▶ [LISTED ENTRIES]:
══════

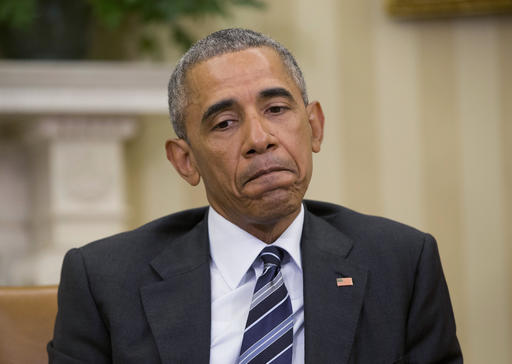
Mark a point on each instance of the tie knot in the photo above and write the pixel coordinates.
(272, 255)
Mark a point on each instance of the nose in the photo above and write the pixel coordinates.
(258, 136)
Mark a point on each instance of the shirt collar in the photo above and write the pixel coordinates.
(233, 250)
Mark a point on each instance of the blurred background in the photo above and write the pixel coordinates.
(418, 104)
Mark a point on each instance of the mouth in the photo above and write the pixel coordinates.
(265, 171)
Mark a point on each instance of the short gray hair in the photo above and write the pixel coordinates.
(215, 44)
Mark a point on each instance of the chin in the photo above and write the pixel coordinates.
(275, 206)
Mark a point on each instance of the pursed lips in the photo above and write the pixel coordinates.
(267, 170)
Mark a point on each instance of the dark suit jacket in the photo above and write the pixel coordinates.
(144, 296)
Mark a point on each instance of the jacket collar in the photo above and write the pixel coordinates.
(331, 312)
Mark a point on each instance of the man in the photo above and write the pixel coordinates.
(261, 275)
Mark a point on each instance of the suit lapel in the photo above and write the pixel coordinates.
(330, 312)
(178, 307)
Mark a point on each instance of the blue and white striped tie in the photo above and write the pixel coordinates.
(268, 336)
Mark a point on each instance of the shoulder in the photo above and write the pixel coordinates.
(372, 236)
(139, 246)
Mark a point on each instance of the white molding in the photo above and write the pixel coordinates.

══════

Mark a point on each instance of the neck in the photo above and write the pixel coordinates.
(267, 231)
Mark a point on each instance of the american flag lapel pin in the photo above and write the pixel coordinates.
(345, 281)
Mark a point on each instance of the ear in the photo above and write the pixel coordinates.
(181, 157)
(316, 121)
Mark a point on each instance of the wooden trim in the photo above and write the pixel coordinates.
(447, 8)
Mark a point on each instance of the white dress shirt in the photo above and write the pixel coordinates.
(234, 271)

══════

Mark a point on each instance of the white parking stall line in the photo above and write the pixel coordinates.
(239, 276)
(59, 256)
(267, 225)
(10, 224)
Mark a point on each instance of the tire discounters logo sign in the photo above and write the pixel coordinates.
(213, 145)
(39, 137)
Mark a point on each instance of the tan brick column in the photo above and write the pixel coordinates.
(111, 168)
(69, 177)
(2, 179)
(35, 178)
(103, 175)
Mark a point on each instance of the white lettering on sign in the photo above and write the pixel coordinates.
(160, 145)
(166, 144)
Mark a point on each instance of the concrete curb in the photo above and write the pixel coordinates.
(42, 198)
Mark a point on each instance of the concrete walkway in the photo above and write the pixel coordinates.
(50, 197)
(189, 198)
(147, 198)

══════

▶ [WORK INSTRUCTIONS]:
Reproduce verbatim the lines of the material, beginning with the line that contains "Mark a point on each instance of the jacket" and continuing through the line that contains "Mark a point on each instance of the white molding". Include both of those lines and nothing else.

▶ [WRITTEN SOLUTION]:
Mark a point on each instance of the jacket collar in the photo above and write the pixel coordinates.
(331, 312)
Mark a point on each instance of the man in the photo above and write the pixel coordinates.
(261, 275)
Mark a point on each instance of the suit lapel in the photo above and write the pixel coordinates.
(330, 312)
(178, 307)
Mark a point on each instance of the blue and white striped tie in the photo above and write the pixel coordinates.
(268, 336)
Mark a point on each instance of the shoulder in the photo above and write the pixel coordinates.
(372, 236)
(139, 246)
Mark a point on each instance of the white molding in the photo above and write the pixel coordinates.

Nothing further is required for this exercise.